• [To be done]:
Count how many lines of the material below contain the word "black". Case counts; give only the number.

• [Supplied data]:
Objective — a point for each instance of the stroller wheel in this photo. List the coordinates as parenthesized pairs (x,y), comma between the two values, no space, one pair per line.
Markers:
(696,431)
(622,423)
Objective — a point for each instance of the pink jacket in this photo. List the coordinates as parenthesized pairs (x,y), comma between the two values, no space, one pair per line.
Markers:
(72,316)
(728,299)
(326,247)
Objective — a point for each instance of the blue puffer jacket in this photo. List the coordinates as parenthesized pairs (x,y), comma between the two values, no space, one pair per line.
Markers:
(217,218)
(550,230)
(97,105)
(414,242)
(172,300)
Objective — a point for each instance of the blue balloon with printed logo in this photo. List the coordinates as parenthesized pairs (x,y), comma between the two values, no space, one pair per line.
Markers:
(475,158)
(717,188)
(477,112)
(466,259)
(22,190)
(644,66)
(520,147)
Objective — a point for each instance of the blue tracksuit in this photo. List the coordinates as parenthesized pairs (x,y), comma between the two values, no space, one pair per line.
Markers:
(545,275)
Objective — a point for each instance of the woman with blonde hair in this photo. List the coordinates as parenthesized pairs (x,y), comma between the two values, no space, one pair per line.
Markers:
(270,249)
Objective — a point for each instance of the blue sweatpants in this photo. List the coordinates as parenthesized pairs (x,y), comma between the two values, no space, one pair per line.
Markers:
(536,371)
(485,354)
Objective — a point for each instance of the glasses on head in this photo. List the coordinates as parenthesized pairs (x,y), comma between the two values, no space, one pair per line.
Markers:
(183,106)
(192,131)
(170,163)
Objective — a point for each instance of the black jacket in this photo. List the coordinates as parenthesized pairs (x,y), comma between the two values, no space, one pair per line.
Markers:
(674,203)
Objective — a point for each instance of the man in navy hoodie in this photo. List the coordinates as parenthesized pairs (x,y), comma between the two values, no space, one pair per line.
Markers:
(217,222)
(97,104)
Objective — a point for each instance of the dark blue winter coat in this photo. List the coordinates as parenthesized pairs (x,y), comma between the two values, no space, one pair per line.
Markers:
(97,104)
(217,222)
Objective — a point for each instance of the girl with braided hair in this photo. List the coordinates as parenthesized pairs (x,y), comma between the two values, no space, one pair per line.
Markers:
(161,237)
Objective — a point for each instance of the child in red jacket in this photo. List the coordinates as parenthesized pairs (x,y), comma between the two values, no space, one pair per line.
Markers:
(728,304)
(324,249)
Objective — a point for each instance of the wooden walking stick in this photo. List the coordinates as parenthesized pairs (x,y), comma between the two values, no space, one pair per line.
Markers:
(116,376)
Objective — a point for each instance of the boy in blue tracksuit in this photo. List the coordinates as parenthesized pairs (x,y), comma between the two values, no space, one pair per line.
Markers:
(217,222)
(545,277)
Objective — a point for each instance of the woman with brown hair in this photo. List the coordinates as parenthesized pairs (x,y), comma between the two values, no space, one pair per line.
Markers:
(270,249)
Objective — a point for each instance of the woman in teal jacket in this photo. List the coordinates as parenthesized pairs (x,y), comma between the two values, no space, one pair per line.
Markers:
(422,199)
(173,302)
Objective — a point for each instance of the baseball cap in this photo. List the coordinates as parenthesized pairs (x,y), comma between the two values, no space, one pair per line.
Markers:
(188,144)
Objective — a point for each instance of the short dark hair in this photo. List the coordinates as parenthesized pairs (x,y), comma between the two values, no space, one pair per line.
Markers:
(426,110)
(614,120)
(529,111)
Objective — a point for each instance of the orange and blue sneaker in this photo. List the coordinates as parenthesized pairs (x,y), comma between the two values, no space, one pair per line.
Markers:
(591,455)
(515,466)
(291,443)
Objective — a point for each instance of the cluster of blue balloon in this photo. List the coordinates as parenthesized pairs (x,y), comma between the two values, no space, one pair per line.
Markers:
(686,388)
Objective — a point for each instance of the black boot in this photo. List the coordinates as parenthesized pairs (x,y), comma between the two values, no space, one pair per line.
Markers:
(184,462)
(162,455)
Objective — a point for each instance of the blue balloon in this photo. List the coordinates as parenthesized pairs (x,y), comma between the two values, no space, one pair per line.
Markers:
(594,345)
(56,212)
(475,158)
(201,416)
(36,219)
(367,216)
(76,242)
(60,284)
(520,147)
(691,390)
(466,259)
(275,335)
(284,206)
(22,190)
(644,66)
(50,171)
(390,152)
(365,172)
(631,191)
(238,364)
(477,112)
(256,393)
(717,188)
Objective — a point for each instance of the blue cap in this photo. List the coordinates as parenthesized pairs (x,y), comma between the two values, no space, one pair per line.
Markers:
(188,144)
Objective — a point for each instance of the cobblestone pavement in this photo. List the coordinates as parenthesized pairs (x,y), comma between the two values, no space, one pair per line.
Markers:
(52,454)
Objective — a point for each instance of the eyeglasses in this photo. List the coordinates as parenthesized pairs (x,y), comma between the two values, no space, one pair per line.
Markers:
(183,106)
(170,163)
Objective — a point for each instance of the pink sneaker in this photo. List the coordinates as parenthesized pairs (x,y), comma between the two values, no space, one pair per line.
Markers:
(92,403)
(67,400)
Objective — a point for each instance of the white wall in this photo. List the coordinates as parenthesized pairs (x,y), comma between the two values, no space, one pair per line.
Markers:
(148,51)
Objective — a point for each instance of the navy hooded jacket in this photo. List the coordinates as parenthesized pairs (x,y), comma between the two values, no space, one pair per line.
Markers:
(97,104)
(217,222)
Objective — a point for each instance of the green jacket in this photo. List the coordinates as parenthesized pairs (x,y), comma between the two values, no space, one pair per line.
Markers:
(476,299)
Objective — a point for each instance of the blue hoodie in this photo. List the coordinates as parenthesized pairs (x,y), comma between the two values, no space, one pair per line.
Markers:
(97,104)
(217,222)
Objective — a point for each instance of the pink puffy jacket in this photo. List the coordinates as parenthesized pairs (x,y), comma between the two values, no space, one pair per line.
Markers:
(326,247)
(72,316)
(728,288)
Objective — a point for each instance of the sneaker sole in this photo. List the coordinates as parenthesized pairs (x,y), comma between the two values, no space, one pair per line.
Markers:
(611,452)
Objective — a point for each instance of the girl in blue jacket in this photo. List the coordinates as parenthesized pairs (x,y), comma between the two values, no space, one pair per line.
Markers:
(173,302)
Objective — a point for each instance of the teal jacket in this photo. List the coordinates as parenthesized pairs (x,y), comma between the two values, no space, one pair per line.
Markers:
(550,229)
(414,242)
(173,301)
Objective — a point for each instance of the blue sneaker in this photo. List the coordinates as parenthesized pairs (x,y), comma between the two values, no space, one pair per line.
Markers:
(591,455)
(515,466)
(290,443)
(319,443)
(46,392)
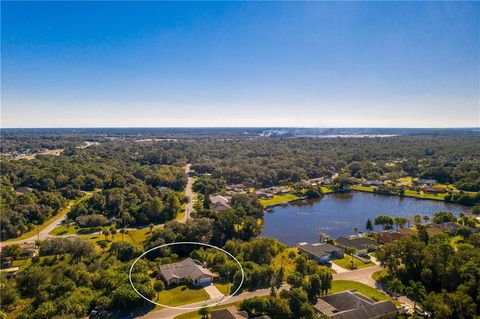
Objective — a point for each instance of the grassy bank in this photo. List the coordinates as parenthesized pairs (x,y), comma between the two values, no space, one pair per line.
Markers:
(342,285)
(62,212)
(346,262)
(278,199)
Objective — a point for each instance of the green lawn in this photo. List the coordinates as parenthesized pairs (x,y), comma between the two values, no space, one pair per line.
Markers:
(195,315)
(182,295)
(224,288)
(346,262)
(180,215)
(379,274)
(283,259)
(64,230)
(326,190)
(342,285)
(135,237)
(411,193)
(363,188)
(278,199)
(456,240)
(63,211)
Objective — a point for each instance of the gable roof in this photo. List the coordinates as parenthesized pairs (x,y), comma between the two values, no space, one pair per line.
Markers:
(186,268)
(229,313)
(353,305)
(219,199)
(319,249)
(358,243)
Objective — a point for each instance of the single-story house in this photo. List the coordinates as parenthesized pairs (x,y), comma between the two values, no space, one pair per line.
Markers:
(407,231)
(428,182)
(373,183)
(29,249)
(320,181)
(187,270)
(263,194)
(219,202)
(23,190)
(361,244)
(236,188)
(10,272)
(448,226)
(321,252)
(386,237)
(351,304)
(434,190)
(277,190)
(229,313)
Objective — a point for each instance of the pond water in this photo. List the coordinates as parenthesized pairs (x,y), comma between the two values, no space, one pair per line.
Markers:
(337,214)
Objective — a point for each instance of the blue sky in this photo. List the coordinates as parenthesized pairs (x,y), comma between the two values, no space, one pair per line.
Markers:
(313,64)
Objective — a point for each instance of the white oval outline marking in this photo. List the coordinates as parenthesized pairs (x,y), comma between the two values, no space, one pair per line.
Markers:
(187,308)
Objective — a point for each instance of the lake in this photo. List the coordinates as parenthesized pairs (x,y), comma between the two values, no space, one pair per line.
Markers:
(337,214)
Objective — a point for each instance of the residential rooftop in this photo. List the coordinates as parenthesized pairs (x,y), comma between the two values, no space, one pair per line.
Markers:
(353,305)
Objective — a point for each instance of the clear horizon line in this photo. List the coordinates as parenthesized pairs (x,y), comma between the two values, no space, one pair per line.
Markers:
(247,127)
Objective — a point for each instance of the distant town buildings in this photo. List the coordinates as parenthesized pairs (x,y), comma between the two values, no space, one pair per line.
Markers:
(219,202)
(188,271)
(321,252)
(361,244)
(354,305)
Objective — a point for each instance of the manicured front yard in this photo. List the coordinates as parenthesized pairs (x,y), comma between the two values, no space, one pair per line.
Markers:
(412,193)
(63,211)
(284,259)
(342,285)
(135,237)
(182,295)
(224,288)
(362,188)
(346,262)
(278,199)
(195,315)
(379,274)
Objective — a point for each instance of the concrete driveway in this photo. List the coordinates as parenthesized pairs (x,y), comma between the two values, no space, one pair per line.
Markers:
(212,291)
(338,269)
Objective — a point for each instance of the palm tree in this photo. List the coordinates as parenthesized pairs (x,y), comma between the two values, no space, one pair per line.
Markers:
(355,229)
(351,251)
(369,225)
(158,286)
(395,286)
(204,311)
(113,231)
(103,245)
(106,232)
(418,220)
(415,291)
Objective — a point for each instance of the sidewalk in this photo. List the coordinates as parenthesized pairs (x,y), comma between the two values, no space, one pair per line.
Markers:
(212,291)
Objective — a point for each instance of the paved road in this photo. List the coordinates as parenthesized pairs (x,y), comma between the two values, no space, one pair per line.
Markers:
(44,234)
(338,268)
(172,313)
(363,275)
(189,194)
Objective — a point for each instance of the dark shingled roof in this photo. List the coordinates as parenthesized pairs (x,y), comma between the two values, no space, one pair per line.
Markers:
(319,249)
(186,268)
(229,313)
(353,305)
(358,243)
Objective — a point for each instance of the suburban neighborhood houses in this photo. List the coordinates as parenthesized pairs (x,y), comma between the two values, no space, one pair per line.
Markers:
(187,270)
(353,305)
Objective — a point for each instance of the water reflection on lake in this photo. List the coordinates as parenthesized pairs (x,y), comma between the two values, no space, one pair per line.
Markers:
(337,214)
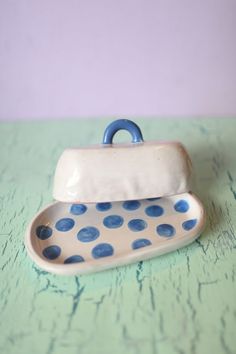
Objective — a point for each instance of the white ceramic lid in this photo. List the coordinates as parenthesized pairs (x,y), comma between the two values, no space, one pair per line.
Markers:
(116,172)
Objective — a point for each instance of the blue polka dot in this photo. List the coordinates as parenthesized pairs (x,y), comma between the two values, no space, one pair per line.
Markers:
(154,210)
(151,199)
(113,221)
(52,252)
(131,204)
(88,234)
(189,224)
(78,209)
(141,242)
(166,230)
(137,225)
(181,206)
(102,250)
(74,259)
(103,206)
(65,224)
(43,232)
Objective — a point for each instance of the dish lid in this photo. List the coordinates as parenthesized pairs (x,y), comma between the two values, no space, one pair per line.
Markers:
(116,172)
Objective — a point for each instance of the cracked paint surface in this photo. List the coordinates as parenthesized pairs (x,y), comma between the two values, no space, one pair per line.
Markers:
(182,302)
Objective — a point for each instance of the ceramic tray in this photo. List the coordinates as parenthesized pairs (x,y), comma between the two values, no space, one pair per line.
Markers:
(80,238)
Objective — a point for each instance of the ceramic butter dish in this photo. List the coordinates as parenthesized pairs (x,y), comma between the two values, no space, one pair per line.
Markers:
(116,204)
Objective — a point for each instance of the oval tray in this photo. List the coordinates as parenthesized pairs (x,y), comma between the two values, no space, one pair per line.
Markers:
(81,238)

* * *

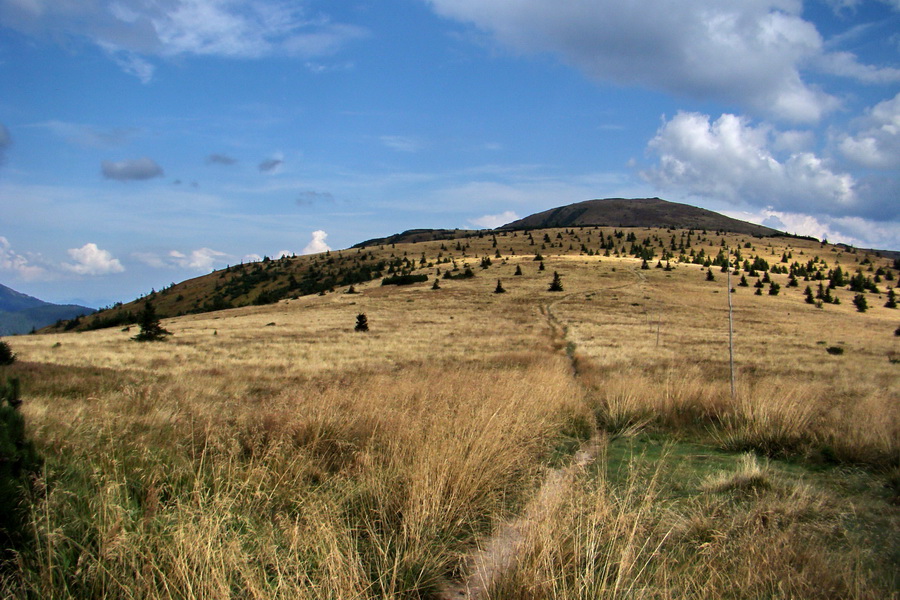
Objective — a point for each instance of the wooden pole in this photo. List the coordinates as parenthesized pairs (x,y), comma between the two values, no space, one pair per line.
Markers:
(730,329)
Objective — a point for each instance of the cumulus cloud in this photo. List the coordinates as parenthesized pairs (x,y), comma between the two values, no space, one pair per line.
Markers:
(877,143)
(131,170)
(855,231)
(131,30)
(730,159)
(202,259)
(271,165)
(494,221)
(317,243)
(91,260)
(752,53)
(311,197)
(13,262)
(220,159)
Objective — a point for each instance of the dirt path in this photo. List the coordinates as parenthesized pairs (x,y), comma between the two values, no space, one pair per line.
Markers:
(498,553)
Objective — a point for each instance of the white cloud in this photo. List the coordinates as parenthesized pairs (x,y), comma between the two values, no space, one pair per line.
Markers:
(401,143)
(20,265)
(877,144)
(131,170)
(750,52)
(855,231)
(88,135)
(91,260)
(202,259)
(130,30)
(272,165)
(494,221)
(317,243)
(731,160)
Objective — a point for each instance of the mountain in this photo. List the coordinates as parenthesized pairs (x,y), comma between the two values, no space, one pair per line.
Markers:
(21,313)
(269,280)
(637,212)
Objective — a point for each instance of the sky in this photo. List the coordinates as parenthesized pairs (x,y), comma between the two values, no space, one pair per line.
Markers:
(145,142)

• [Exercise answer]:
2